Artikel
::::::::
Schwertner: Vorurteile gegen Armutsbetroffene abbauen
Der Wiener Caritasdirektor Klaus Schwertner hat in einem "Kurier"-Gastkommentar (Samstag) auf die zunehmende Zahl von Armutsbetroffenen und deren schwierige Situation aufmerksam gemacht. Eine steigende Zahl an Menschen sei massiv von Armut betroffen, insbesondere Alleinerziehende sowie arbeitslose und chronisch kranke Personen. Schwertner plädierte nicht nur für eine Reihe von politischen Maßnahmen, sondern zugleich auch für ein Abbauen von Vorurteilen gegenüber Armutsbetroffenen. Er bezog sich in seinem Gastkommentar auf einen Leitartikel von "Kurier"-Herausgeberin Martina Salomon vom 11. Mai. Betitelt war Schwertners Replik mit "Armutsbetroffene als faul hinzustellen, ist ein schweres Foul".
Der Sozialstaat "wirkt und schützt viele Menschen vor dramatischen Armutssituationen", so der Caritasdirektor. Gleichzeitig sei Armut auch ein Stück Realität im vergleichsweise wohlhabenden Österreich. Dass im letzten Jahr noch einmal mehr Menschen in Not geraten sind, sehe man nicht nur in der täglichen Caritas-Arbeit, sondern auch an den aktuellen Armutszahlen der Statistik Austria. Nach Jahren der Dauerkrise seien 336.000 Menschen massiv von Armut betroffen. Um 130.000 Personen mehr als noch im Jahr davor. Damit nicht genug: Eine Studie der Gesundheit Österreich zeige, dass rund 420.000 Menschen von schwerer Ernährungsarmut betroffen sind.
Schwertner: "Was sich diese Menschen wohl denken, wenn sie in einem Leitartikel (11. Mai) beinahe pauschal als verantwortungslos beschrieben werden? Wenn ihnen gesagt wird, sie sollen Kartoffeln mit Butter kochen, das sei billig und gesund." Er müsse an die Frau eines Ex-Finanzministers denken, "die meinte, Arme sollen doch auf ihren Balkonen Gemüse anbauen". Für Betroffene fühlten sich solche Ratschläge oft mehr wie Schläge an.
::::::::
Übungsmaterial
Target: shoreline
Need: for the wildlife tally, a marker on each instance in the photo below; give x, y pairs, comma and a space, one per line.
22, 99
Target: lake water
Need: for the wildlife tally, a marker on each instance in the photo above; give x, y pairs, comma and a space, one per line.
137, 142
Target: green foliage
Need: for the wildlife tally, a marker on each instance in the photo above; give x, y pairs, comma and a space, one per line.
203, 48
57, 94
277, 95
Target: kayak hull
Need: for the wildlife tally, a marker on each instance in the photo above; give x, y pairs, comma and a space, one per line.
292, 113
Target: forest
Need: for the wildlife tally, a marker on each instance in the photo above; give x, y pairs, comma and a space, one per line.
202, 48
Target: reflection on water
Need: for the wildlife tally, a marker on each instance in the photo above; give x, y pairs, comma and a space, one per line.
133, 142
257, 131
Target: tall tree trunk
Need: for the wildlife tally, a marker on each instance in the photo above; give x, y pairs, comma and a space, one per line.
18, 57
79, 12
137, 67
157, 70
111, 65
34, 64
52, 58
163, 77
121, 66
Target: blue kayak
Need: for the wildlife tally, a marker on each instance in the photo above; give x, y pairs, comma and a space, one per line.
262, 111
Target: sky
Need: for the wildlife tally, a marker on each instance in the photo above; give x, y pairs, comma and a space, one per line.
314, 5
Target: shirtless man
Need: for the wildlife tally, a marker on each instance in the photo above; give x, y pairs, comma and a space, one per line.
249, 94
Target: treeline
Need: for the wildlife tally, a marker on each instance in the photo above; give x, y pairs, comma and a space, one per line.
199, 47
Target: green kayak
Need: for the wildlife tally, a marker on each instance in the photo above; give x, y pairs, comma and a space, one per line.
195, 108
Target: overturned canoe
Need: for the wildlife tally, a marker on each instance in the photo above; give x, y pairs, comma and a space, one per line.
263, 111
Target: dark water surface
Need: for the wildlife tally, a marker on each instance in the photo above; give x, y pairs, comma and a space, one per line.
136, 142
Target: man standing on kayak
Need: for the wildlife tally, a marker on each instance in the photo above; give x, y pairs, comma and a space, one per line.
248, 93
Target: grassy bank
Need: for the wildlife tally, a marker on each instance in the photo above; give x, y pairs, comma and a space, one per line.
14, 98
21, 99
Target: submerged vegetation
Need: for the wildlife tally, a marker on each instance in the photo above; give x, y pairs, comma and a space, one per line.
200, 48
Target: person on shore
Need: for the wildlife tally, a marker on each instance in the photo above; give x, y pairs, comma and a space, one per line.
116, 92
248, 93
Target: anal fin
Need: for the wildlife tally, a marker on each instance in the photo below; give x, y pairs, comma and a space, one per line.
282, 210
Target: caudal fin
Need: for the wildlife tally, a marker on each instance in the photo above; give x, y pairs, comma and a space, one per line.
::::::::
Aufgaben
a) Gib nur als Zahl an, in wie vielen Zeilen der Einträge das Wort „kayak“ vorkommt.
b) Führe den Artikel über Schwertners Einsatz gegen Vorurteile gegenüber Armutsbetroffenen im Anschluss an seinen letzten Satz fort.

Lösungen
a) 4

b)
Menschen in Armut seien ohnehin permanent Stress, Scham und Ängsten ausgesetzt, es werde ihnen oft das Gefühl gegeben, sie seien selbst schuld, "wo wir doch wissen, dass Armut ein strukturelles Problem ist".
Bildung als Hilfe zur Selbsthilfe und Erwerbsarbeit seien wesentliche Hebel zur Armutsbekämpfung, wie im Leitartikel richtig benannt werde, so Schwertner weiter. Die Kinderbetreuungsoffensive der Regierung sei ein guter erster Schritt. Weitere müssten folgen. Etwa die Einführung einer echten Grundsicherung für alle, "die eine Untergrenze für menschenwürdiges Leben darstellt, anstelle einer Sozialhilfe, die Obergrenzen definiert". Es brauche eine umfassende Gesundheitsversorgung sowie Zugang zu inklusiver Bildung für alle Kinder, so der Caritasdirektor: "Zumindest Kinderarmut sollte irgendwann nur noch in Geschichtsbüchern zu finden sein. Es bleibt ein Bohren harter Bretter, vor allem beim Abbau von Vorurteilen."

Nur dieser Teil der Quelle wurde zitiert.